Dataset entries:

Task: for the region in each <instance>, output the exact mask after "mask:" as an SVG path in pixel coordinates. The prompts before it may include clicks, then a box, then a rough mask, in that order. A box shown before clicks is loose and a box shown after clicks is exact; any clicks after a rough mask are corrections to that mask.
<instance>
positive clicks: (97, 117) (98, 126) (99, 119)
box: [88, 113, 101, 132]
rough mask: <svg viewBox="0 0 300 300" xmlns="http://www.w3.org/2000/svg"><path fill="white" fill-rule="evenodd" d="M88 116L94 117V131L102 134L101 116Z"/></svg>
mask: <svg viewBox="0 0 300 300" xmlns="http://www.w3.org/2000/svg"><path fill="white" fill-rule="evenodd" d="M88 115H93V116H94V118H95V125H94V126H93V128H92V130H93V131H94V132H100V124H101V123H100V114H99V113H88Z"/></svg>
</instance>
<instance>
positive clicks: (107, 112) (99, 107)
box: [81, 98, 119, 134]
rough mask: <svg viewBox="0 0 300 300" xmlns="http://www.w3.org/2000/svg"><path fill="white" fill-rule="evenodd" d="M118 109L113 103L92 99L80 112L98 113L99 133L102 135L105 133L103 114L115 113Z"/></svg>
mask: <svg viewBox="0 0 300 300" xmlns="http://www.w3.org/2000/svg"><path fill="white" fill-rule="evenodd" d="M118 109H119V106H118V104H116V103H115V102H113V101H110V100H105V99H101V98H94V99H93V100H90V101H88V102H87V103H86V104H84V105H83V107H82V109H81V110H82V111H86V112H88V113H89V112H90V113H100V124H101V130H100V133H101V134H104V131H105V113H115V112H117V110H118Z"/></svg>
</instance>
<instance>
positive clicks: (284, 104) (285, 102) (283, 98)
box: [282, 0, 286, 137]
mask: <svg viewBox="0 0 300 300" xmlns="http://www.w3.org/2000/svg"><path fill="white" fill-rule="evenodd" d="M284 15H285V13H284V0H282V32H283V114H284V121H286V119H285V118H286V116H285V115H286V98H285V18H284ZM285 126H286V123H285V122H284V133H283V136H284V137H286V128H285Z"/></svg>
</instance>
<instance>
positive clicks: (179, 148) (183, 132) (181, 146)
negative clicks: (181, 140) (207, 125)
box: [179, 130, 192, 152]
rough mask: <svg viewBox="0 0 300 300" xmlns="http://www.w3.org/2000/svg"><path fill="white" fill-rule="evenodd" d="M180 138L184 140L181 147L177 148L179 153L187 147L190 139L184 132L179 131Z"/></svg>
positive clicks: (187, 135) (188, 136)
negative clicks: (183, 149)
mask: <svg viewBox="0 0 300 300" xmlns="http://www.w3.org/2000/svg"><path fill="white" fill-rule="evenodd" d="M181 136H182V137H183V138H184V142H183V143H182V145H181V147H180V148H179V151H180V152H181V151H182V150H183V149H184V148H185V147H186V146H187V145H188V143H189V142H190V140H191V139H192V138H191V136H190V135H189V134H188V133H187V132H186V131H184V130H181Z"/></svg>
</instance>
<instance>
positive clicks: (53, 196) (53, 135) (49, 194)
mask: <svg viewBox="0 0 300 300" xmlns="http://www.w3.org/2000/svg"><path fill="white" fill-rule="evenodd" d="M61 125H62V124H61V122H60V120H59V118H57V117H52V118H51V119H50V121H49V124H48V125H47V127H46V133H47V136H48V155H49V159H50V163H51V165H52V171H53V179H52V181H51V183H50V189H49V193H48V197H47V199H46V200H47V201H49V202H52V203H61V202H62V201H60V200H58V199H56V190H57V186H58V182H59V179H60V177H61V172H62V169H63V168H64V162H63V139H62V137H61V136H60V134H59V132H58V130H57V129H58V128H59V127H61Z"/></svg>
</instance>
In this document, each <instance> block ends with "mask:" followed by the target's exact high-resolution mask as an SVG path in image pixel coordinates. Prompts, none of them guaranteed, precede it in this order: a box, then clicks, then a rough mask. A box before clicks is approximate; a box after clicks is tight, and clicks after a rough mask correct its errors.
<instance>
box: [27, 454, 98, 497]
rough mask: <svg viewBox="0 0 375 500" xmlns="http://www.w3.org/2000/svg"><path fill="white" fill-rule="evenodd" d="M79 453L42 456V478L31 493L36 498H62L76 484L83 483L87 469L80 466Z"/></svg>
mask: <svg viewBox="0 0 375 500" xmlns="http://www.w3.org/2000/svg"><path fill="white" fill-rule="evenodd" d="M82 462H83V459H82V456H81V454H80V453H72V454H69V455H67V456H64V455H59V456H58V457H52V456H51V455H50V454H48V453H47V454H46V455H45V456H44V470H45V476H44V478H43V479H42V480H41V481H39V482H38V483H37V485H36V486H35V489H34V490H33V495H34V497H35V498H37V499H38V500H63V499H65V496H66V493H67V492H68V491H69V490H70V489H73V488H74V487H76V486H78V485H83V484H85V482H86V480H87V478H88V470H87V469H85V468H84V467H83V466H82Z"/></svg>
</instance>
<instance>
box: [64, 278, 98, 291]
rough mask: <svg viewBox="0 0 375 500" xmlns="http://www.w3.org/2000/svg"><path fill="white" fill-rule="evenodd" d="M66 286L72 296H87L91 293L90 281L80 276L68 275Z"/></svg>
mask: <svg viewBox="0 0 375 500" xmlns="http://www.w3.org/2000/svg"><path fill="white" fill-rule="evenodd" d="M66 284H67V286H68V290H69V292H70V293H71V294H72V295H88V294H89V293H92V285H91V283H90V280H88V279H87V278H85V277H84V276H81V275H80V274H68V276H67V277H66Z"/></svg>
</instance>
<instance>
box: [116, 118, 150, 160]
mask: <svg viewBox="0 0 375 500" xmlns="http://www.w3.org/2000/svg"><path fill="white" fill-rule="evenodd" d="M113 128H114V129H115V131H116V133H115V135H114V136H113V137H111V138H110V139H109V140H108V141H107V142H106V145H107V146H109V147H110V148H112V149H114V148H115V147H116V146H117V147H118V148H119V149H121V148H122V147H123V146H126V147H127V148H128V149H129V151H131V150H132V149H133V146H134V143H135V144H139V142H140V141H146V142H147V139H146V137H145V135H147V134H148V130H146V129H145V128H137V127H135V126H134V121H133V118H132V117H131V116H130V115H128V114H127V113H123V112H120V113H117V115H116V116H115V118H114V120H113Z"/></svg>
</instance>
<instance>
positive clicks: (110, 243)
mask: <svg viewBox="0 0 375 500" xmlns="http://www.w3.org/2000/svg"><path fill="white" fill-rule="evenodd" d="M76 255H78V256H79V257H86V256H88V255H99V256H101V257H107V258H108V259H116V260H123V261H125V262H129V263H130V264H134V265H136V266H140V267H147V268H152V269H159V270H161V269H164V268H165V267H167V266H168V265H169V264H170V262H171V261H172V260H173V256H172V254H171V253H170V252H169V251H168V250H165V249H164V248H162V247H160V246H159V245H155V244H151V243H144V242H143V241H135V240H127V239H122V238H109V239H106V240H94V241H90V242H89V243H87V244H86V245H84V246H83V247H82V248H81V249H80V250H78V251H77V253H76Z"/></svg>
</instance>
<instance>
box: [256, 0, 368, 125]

(What you will do): For each record above, print an exact copy.

(Your response):
Task: for the region in each <instance>, output the exact mask after "mask:" as an SVG path in pixel coordinates. The prompts before it may include clicks, then a box, then a rough mask, in that order. A box shown before clicks is loose and a box shown after clicks is exact; any clicks after a rough mask are corrections to that mask.
<instance>
positive clicks: (97, 117) (98, 126) (99, 119)
box: [88, 113, 101, 132]
rough mask: <svg viewBox="0 0 300 300" xmlns="http://www.w3.org/2000/svg"><path fill="white" fill-rule="evenodd" d="M88 116L94 117V131L102 134L101 116Z"/></svg>
mask: <svg viewBox="0 0 300 300" xmlns="http://www.w3.org/2000/svg"><path fill="white" fill-rule="evenodd" d="M88 115H93V116H94V118H95V125H94V126H93V128H92V130H93V131H94V132H100V124H101V123H100V114H99V113H88Z"/></svg>
</instance>
<instance>
positive clicks: (107, 112) (99, 107)
box: [81, 98, 119, 134]
rough mask: <svg viewBox="0 0 300 300" xmlns="http://www.w3.org/2000/svg"><path fill="white" fill-rule="evenodd" d="M118 109L113 103L92 99L80 112L98 113L99 133L102 135L105 133L103 114L115 113Z"/></svg>
mask: <svg viewBox="0 0 300 300" xmlns="http://www.w3.org/2000/svg"><path fill="white" fill-rule="evenodd" d="M118 109H119V106H118V104H116V103H115V102H113V101H110V100H105V99H101V98H94V99H93V100H90V101H88V102H87V103H86V104H84V105H83V107H82V109H81V110H82V111H86V112H88V113H89V112H90V113H100V124H101V130H100V133H101V134H104V131H105V113H115V112H117V110H118Z"/></svg>
</instance>
<instance>
positive clicks: (284, 104) (285, 102) (283, 98)
box: [282, 0, 286, 137]
mask: <svg viewBox="0 0 300 300" xmlns="http://www.w3.org/2000/svg"><path fill="white" fill-rule="evenodd" d="M284 15H285V13H284V0H282V32H283V114H284V121H286V119H285V118H286V116H285V115H286V98H285V18H284ZM285 126H286V123H285V122H284V133H283V136H284V137H286V128H285Z"/></svg>
</instance>
<instance>
positive clicks: (179, 148) (183, 132) (181, 146)
negative clicks: (181, 140) (207, 125)
box: [179, 130, 192, 152]
rough mask: <svg viewBox="0 0 300 300" xmlns="http://www.w3.org/2000/svg"><path fill="white" fill-rule="evenodd" d="M180 138L184 140L181 147L177 148L179 153L187 147L190 139L184 132L179 131Z"/></svg>
positive clicks: (187, 135) (188, 136)
negative clicks: (183, 149)
mask: <svg viewBox="0 0 300 300" xmlns="http://www.w3.org/2000/svg"><path fill="white" fill-rule="evenodd" d="M181 136H182V137H183V138H184V142H183V143H182V145H181V147H180V148H179V151H180V152H181V151H182V150H183V149H184V148H185V147H186V146H187V145H188V143H189V142H190V140H191V139H192V138H191V136H190V135H189V134H188V133H187V132H186V131H184V130H181Z"/></svg>
</instance>
<instance>
positive clicks: (53, 196) (53, 135) (49, 194)
mask: <svg viewBox="0 0 300 300" xmlns="http://www.w3.org/2000/svg"><path fill="white" fill-rule="evenodd" d="M61 125H62V124H61V122H60V120H59V118H57V117H52V118H51V119H50V121H49V124H48V125H47V127H46V133H47V136H48V155H49V159H50V163H51V165H52V171H53V179H52V181H51V183H50V189H49V193H48V197H47V199H46V200H47V201H49V202H52V203H61V202H62V201H60V200H58V199H56V190H57V186H58V182H59V179H60V177H61V172H62V169H63V168H64V162H63V139H62V137H61V136H60V134H59V132H58V130H57V129H58V128H59V127H61Z"/></svg>
</instance>
In this document, each <instance> block ends with "mask:" followed by the target's exact high-resolution mask as an SVG path in image pixel coordinates. Prompts, none of them guaranteed, precede it in this order: a box, then clicks, then a rough mask. A box before clicks is approximate; a box after clicks is tight, and clicks after a rough mask correct its errors.
<instance>
box: [27, 454, 98, 497]
rough mask: <svg viewBox="0 0 375 500" xmlns="http://www.w3.org/2000/svg"><path fill="white" fill-rule="evenodd" d="M79 453L42 456V478L31 493L36 498H62L76 484L83 483L87 469L80 466Z"/></svg>
mask: <svg viewBox="0 0 375 500" xmlns="http://www.w3.org/2000/svg"><path fill="white" fill-rule="evenodd" d="M82 462H83V459H82V456H81V454H80V453H72V454H69V455H67V456H64V455H59V456H58V457H52V456H51V455H50V454H48V453H47V454H46V455H45V456H44V470H45V476H44V478H43V479H42V480H41V481H39V482H38V483H37V485H36V486H35V489H34V490H33V495H34V497H35V498H37V499H38V500H63V499H65V496H66V493H67V492H68V491H69V490H70V489H73V488H74V487H76V486H78V485H83V484H85V482H86V480H87V478H88V470H87V469H85V468H84V467H83V466H82Z"/></svg>
</instance>
<instance>
box: [64, 278, 98, 291]
rough mask: <svg viewBox="0 0 375 500" xmlns="http://www.w3.org/2000/svg"><path fill="white" fill-rule="evenodd" d="M66 286L72 296H87L91 293L90 281L80 276L68 275Z"/></svg>
mask: <svg viewBox="0 0 375 500" xmlns="http://www.w3.org/2000/svg"><path fill="white" fill-rule="evenodd" d="M66 284H67V286H68V290H69V292H70V293H71V294H72V295H88V294H89V293H92V285H91V283H90V280H88V279H87V278H85V277H84V276H81V275H80V274H68V276H67V277H66Z"/></svg>
</instance>
<instance>
box: [116, 118, 150, 160]
mask: <svg viewBox="0 0 375 500" xmlns="http://www.w3.org/2000/svg"><path fill="white" fill-rule="evenodd" d="M113 128H114V129H115V131H116V133H115V135H114V136H113V137H111V138H110V139H109V140H108V141H107V142H106V145H107V146H109V147H110V148H112V149H114V148H115V147H116V146H117V147H118V148H119V149H121V148H122V147H123V146H126V147H127V148H128V149H129V151H131V150H132V149H133V146H134V143H135V144H139V142H140V141H146V142H147V139H146V137H145V135H147V134H148V130H146V129H145V128H137V127H135V126H134V121H133V118H132V117H131V116H130V115H128V114H127V113H123V112H120V113H117V115H116V116H115V118H114V120H113Z"/></svg>
</instance>
<instance>
positive clicks: (110, 243)
mask: <svg viewBox="0 0 375 500" xmlns="http://www.w3.org/2000/svg"><path fill="white" fill-rule="evenodd" d="M76 255H78V256H79V257H86V256H88V255H99V256H101V257H107V258H108V259H116V260H123V261H125V262H129V263H130V264H134V265H136V266H140V267H147V268H152V269H159V270H161V269H164V268H165V267H167V266H168V265H169V264H170V262H171V261H172V260H173V256H172V254H171V253H170V252H169V251H168V250H165V249H164V248H162V247H160V246H159V245H155V244H151V243H144V242H143V241H135V240H127V239H122V238H109V239H106V240H94V241H90V242H89V243H87V244H86V245H84V246H83V247H82V248H81V249H80V250H78V251H77V253H76Z"/></svg>
</instance>
<instance>
box: [256, 0, 368, 125]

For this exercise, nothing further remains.